## Goal:
Please pull out each line of the records below that contains the word "open". Case counts.

(Entries for labeling bounding boxes)
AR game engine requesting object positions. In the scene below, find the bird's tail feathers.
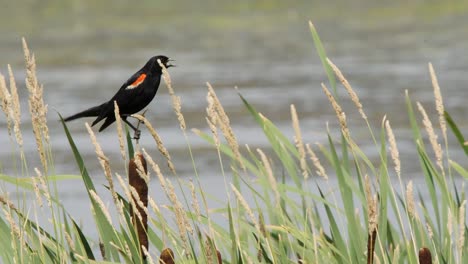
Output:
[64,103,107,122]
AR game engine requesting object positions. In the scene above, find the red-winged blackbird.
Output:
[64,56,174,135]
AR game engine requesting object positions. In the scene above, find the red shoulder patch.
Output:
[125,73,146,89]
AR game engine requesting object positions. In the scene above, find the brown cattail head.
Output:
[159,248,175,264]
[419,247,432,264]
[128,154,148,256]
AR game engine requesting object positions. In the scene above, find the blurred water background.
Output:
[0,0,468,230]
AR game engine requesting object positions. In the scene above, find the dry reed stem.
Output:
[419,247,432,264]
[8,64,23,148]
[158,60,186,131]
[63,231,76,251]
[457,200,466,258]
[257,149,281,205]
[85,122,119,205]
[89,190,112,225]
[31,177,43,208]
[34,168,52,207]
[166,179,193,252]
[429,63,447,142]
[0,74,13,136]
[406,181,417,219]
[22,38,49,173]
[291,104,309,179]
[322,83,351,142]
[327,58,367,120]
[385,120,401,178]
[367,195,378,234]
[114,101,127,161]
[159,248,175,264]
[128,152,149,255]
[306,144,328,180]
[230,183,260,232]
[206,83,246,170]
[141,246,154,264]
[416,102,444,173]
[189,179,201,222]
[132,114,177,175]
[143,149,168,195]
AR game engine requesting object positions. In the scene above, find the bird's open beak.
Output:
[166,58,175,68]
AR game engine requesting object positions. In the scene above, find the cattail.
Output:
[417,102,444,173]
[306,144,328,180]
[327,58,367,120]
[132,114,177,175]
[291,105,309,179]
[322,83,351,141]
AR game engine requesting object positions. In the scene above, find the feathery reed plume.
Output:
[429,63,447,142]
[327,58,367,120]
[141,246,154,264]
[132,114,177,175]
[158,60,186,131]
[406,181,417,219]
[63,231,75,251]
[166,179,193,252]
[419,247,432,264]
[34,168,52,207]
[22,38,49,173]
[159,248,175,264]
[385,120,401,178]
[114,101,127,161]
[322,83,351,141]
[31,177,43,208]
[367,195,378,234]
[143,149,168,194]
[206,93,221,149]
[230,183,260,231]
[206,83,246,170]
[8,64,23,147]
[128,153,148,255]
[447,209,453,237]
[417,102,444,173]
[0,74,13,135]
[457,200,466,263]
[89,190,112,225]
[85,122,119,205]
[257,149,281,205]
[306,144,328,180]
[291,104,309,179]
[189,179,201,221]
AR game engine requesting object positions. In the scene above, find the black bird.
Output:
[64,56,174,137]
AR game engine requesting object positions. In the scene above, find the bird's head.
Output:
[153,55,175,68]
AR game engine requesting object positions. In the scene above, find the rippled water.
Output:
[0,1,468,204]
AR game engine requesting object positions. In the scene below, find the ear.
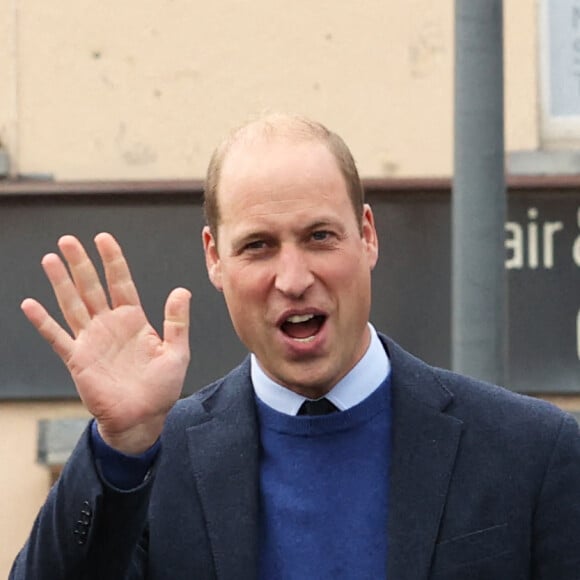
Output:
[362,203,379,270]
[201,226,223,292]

* * *

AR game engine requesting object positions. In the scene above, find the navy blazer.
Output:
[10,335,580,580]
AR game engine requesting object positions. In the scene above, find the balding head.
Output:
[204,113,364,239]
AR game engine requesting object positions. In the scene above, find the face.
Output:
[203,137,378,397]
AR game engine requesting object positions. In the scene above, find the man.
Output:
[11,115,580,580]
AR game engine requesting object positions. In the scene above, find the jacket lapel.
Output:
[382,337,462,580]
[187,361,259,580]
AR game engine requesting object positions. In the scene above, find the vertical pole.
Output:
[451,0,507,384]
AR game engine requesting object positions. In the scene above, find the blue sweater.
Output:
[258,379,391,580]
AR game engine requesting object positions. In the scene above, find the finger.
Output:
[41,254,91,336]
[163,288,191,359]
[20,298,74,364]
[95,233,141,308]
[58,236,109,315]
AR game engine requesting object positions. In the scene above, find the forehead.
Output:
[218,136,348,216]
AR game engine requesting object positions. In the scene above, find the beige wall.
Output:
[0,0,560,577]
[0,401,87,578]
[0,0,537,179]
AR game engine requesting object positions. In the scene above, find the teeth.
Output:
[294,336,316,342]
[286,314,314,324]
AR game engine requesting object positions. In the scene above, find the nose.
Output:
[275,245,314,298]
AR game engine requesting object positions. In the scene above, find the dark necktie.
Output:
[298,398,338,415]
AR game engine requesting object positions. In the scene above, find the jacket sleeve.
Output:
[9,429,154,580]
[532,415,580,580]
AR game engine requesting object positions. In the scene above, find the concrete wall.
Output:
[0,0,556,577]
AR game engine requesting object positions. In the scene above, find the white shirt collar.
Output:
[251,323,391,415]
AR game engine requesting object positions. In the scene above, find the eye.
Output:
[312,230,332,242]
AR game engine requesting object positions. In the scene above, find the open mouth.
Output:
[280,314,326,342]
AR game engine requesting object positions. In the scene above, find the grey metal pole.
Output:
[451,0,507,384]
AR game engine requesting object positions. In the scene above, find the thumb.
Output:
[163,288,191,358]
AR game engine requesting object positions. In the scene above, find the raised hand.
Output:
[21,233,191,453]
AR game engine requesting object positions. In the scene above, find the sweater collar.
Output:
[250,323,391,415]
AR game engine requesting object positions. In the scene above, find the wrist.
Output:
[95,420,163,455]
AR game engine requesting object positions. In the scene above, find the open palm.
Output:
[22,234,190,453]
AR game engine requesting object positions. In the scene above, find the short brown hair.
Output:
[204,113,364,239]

## Solution to this problem:
AR game engine requesting object positions. In the scene above, find the bird's open beak.
AR game engine requesting object positions. In the scene above, find the open mouth.
AR game engine requesting object positions. In the scene above, find the open palm.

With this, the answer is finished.